Selected passage:
··········

1

I've done this:

>>> from bs4 import BeautifulSoup; import urllib2
>>> data = urllib2.urlopen('http://api.stackexchange.com/docs/').read()
>>> soup = BeautifulSoup(data.replace('""','"')) # there are errors on page
>>> soup.prettify()
<!DOCTYPE HTML>
<html lang="en">
............... # cut short
</html>

data seems to be alright and as expected. The problem is with the output of soup.

soup.prettify() is not outputting a string containing everything in data. It seems like soup is not parsing (or whatever it does) the entire string.

If you inspect the source of the webpage and the output of soup.prettify(), you'll see that they don't match up..
What is happening here and why?

I've got a feeling I'm not very clear in this post, If so please comment. I'll try to elaborate. Else feel free to remove this sentence...


Update
In reply to a comment by FakeRainBrigand, I would like to say that even on saving the html using the browser, the problem persists... So, even this has the same problem:

 data = open('Stack Exchange API.htm').read()
pradyunsg
  • 18,287
  • 11
  • 43
  • 96
  • It appears that SO is sending a different page to different user agents. It's not BS's fault; the problem is in line 2 where you download the page using urllib2. See this answer which explains [changing the user agent](http://stackoverflow.com/q/802134/1074592) (which is allowed in this case due to the lack of a robots.txt file). – Brigand Mar 16 '13 at 12:08
  • Well even on saving the HTML of the page, and using that, the problem persists... Updating.. – pradyunsg Mar 16 '13 at 12:14

1 Answers1

0

You haven't installed any other HTML parsers than the default one in Python (which is really not great).

pip install lxml

and reload everything, and BeautifulSoup will automatically pick up lxml and use it to parse the HTML instead. That just works for me, without the quotation-mark rewriting (which is a sign that something is afoot).

(The HTML is probably broken in some weird way, and Python's HTML parser isn't great at understanding that sort of thing, even with bs4's help.)

Katriel
  • 120,462
  • 19
  • 136
  • 170

··········

Dataset entries:
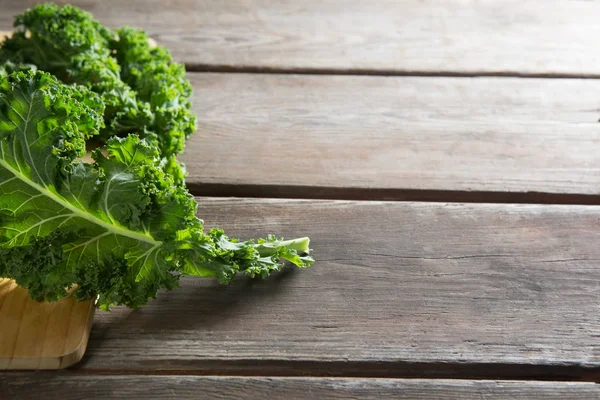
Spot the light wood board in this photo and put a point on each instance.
(490, 139)
(539, 37)
(35, 335)
(69, 386)
(399, 289)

··········

Work to complete:
- 1) Answer these questions about the thread on BeautifulSoup parsing, using only what it states.
(a) According to the comment by Brigand, in which line of the code does the problem lie?
(b) What command does the reply recommend running?
(c) What file does the update show being opened and read?
- 2) Revise the thread on BeautifulSoup parsing between "<!DOCTYPE HTML>" and "don't match up..", inclusive, changing "webpage" to "web page".

Answer list:
- 1)
(a) Line 2, where the page is downloaded using urllib2.
(b) pip install lxml
(c) 'Stack Exchange API.htm'

- 2)
<!DOCTYPE HTML>
<html lang="en">
............... # cut short
</html>

data seems to be alright and as expected. The problem is with the output of soup.

soup.prettify() is not outputting a string containing everything in data. It seems like soup is not parsing (or whatever it does) the entire string.

If you inspect the source of the web page and the output of soup.prettify(), you'll see that they don't match up..